YOUR OBJECTIVE
Locate each line of the data below that contains the string "shirt" and copy it out. Case counts.

EXERCISE INPUTS
[start]

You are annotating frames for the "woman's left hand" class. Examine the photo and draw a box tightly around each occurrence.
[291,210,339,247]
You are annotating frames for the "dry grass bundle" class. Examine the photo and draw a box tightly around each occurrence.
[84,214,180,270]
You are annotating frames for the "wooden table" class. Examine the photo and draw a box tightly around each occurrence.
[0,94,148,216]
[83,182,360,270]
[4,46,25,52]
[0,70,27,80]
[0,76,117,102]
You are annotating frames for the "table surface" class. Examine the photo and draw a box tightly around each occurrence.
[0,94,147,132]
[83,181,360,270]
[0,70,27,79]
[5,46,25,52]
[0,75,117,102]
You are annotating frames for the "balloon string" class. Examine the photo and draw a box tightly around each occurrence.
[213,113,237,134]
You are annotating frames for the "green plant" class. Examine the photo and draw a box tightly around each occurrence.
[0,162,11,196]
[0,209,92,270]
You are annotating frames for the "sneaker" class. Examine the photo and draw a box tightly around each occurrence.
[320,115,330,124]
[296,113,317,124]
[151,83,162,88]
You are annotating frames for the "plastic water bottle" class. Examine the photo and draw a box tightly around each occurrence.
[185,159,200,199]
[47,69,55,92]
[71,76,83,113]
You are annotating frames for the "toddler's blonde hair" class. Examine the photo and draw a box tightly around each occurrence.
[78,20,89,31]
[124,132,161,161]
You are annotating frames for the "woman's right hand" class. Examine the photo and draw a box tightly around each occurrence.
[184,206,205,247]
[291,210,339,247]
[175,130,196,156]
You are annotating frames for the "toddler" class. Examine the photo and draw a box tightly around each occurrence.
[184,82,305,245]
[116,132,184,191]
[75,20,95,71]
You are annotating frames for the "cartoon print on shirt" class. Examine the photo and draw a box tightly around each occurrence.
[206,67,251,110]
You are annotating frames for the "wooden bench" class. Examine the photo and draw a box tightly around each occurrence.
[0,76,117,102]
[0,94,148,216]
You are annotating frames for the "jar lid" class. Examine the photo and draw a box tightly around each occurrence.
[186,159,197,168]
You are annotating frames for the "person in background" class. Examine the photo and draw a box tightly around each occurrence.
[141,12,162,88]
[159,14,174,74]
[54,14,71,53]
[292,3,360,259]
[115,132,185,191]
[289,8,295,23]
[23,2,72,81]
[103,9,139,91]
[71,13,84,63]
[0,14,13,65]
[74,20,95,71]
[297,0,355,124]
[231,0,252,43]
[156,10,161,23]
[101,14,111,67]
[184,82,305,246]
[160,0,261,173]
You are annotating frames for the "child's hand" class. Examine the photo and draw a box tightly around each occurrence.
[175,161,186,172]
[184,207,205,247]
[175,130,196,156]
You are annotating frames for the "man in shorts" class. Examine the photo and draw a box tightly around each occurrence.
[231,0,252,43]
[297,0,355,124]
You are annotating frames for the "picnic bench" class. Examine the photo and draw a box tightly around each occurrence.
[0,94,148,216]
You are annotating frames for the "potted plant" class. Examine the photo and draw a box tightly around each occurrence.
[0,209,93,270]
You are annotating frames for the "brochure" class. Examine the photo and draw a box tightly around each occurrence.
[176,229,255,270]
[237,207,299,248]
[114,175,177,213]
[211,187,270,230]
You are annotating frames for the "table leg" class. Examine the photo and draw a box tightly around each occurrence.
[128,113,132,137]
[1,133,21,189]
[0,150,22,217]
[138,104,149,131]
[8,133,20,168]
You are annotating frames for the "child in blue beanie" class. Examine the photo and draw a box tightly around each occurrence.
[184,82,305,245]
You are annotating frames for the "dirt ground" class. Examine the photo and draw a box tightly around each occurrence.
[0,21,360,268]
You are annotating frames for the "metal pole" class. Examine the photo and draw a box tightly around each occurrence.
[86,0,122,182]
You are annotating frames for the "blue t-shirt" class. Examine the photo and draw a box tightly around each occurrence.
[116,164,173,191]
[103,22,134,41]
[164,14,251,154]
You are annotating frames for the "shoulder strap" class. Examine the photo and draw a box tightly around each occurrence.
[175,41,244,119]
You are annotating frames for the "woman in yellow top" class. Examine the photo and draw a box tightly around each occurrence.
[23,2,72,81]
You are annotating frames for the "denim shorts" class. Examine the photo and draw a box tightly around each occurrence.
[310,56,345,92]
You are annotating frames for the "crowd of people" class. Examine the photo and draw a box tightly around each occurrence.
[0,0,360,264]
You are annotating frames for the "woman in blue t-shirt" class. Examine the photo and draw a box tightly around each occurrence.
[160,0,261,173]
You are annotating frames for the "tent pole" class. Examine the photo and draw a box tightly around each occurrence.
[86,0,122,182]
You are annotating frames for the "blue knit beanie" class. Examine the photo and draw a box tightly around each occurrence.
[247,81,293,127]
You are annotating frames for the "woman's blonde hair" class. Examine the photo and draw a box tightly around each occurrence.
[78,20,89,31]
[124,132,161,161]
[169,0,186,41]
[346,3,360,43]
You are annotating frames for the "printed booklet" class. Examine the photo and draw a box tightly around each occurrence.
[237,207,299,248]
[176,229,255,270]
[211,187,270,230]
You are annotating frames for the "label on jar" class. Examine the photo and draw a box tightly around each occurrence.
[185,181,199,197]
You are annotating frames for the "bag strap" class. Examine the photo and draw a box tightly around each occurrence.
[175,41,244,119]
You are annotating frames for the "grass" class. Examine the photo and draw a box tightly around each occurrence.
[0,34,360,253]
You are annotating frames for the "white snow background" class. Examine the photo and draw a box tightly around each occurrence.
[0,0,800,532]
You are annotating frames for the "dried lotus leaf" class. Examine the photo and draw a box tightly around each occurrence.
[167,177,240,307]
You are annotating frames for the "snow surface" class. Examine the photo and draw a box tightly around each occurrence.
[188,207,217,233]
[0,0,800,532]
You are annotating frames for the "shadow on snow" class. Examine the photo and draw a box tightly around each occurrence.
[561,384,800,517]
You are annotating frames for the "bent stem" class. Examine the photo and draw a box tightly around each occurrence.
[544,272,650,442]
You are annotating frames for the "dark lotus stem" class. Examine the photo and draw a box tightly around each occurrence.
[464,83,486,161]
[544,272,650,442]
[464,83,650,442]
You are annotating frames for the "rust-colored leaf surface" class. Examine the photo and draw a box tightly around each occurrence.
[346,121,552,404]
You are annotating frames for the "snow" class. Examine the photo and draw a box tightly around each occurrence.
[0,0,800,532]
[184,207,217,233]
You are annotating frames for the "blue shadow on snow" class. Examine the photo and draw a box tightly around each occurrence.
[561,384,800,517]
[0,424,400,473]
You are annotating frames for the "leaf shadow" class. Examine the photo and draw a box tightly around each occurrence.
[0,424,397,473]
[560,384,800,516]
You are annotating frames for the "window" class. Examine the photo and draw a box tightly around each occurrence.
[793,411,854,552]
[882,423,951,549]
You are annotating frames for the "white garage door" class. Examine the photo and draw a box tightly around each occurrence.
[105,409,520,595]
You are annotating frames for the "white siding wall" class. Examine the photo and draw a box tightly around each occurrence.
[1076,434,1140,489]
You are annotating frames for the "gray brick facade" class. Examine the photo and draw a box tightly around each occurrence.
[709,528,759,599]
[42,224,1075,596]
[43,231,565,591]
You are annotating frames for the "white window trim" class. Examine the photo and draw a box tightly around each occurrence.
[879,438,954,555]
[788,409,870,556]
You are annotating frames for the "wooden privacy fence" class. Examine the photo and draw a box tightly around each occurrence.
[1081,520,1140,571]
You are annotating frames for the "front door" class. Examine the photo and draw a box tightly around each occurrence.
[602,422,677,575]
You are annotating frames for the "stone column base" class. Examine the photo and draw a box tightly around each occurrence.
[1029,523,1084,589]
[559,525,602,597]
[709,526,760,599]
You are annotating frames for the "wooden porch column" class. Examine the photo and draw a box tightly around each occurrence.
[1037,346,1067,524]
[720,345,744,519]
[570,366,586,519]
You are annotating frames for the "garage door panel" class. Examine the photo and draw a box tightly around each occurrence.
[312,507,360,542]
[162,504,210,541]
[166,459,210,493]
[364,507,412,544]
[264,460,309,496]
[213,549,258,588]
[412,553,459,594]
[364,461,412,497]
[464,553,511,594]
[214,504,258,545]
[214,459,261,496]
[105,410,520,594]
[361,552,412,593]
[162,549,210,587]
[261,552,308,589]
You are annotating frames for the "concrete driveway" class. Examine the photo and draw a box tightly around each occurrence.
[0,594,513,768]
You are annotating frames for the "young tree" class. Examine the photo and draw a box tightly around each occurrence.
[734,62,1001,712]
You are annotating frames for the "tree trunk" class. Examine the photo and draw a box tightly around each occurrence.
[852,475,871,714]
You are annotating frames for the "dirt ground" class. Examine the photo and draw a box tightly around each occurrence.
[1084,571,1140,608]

[end]

RESPONSE TO THE TASK
You are annotating frames for the "cartoon print on shirt" class. Examine the photo and draw a box tightly around each occurrence.
You are annotating frames for the "blue t-shirt" class. Examine the photo and draw a box tightly around each occurrence.
You are annotating frames for the "woman in blue t-shirt" class. Examine the photo and draw a box tightly around each occurrence.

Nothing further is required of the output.